» **PROVIDED PASSAGE**:
•••••
11.27.2013

Analyzing Regression Models

Regression models are formally introduced in Algebra 1; however, the standards for require that students analyze further to compute, with technology, and interpret the correlation coefficient of a linear fit (HSS-ID.C.8) and informally assess the fit of a function by plotting and analyzing residuals (HSS-ID.B.6b).

Students can use residuals, specifically a residual plot, to assess the appropriateness of the selected regression model. The difference between the observed function value (data) and the predicted function value (regression equation) is a residual. Each data point has one residual. A residual plot is a graph that shows the residuals on the vertical axis with respect to the independent variable on the x-axis.

Residual Plot
If the points in a residual plot are randomly dispersed around the horizontal axis, then the selected regression model is appropriate. If a pattern appears, the selected regression model is not a good fit. When using the TI-84 graphing calculator to create a residual plot, turn off the Y1= that will hold the regression equation. In your STAT 1:EDIT menu, cursor to the top of the column for L3 and select 2nd STAT for LIST to select RESID. Press ENTER and the residuals for each data point will be listed in L3. Select 2nd Y= for STAT PLOT and change the YList to L3. Select ZOOM 9:ZoomStat to view the residual plot.

The correlation coefficient (and the coefficient of determination) will be computed on the TI-84 graphing calculator when a regression equation is calculated.

Note: If you only see the regression equation details, go to MODE and select ON for Stat Diagnostics.
A correlation coefficient (r) measures the strength and direction of the association. In other words, the correlation coefficient reveals how well the selected function type fits the data. The closer the absolute value of r is to 1, the stronger the association. For example, r=0.75 would be considered moderately strong while r=0.50 would be considered weak. A correlation of 0 indicates there is no relationship between the variables. Note: If there is no correlation between the data sets, we cannot classify as a strong or weak association. To interpolate means to make a prediction with the data set. To extrapolate means to make a prediction beyond the data set. The coefficient of determination (r^2) reveals the accuracy of a prediction based on the regression equation. The prediction is more accurate the closer r^2 is to 1.
•••••
» **GIVEN DATA**:

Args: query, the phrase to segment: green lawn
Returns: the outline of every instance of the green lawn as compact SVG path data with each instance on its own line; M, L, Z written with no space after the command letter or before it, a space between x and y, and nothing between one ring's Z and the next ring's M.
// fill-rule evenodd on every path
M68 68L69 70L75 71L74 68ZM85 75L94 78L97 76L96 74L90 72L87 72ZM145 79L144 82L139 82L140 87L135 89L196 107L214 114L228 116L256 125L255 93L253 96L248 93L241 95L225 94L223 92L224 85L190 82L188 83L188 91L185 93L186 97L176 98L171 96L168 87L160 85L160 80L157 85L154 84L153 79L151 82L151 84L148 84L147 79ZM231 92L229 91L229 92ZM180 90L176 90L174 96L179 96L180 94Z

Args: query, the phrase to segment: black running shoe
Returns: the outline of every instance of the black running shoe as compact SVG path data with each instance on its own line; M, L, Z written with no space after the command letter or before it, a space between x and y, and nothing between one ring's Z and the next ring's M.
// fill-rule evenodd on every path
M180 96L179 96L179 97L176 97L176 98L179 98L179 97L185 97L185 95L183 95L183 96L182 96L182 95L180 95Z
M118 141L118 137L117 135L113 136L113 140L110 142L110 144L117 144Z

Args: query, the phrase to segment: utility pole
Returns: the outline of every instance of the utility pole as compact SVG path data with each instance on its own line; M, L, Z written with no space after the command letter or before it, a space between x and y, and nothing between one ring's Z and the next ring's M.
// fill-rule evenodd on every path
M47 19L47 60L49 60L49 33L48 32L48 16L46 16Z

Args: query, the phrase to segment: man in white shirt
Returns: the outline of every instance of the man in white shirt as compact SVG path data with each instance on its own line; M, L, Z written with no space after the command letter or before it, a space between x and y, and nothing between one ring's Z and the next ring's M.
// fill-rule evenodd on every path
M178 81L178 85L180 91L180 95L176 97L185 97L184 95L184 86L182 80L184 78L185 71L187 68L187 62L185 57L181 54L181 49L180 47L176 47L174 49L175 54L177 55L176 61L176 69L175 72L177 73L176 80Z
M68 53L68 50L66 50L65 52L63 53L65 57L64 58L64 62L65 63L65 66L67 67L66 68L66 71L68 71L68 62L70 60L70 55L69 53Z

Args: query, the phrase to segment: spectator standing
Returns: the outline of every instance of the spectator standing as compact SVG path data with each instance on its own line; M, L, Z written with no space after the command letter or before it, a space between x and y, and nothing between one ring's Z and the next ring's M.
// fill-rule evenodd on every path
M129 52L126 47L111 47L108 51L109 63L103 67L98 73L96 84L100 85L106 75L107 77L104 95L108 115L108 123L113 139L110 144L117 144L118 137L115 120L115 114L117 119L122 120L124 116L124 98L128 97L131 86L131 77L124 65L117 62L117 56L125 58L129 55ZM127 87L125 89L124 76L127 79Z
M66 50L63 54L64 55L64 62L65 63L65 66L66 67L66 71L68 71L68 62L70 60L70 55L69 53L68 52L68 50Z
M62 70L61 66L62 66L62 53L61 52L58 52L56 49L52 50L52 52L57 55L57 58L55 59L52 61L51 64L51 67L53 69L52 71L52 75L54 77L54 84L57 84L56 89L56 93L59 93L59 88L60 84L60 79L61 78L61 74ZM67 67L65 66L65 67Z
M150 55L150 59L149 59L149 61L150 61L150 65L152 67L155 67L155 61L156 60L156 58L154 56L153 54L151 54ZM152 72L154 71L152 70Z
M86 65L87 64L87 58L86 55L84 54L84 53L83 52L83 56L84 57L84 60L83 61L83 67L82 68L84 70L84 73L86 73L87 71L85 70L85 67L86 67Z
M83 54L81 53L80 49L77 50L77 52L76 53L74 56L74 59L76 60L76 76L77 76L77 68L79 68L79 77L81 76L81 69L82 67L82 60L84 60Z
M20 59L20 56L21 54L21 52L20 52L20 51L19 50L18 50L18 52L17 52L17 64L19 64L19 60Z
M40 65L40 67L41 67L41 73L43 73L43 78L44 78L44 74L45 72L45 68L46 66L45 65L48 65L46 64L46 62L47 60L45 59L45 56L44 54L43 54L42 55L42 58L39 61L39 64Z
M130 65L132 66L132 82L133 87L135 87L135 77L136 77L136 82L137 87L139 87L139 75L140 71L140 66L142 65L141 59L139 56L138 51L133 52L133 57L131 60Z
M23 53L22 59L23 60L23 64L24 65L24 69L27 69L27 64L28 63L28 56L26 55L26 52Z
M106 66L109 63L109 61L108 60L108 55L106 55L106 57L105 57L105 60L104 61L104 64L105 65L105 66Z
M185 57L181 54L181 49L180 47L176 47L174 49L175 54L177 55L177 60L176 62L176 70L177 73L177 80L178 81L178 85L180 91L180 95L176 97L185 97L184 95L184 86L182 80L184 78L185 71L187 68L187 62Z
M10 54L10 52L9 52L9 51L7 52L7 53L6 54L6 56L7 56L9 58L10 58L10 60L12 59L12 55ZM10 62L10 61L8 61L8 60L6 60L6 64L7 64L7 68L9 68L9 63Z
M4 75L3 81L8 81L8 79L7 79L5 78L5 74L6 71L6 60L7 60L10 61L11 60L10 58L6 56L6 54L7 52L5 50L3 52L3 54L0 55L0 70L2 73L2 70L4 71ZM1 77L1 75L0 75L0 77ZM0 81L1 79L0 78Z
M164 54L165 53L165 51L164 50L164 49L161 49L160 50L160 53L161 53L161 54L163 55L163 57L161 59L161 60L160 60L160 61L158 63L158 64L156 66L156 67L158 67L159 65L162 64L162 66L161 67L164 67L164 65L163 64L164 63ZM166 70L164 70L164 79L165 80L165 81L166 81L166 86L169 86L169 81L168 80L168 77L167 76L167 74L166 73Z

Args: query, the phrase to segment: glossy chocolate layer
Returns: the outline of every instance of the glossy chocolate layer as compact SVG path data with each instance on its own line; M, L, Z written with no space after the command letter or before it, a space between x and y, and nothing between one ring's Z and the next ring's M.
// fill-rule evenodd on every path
•••••
» **WHAT YOU NEED TO DO**:
(A) Return the regression models passage word for word, beginning at the words "Students can use" and stopping after "on the x-axis.".
(B) Resume the regression models passage, picking up right after its last sentence.

» **EXERCISE RESULTS**:
(A)
Students can use residuals, specifically a residual plot, to assess the appropriateness of the selected regression model. The difference between the observed function value (data) and the predicted function value (regression equation) is a residual. Each data point has one residual. A residual plot is a graph that shows the residuals on the vertical axis with respect to the independent variable on the x-axis.

(B)
These TI-84 calculator hints support Common Core State Standards HSS-ID.B.6b and HSS-ID.C.8 included in 7th and 8th Accelerated Algebra 1.

Correlation vs. Causation

While investigating bivariate data and analyzing regression models by using the correlation coefficient to determine the function's fit to the data, the Common Core State Standards require Algebra 1 students to distinguish between correlation and causation. I posted the following infographic on our class website for student review.

Correlation vs. Causation (A Mathographic)
Created by SEOmoz (Copyright ©2011).

Students generally struggle with correlation not implying causation. The following examples help to clarify that the presence of both correlation and causation can occur, but the connection cannot be assumed.


Students use the RallyRobin stucture for Kagan cooperative learning to review correlation and causation before we summarize their learning in a whole class discussion.

This discussion activity highlights Common Core State Standard HSS-ID.C.9 included in 7th and 8th Accelerated Algebra 1.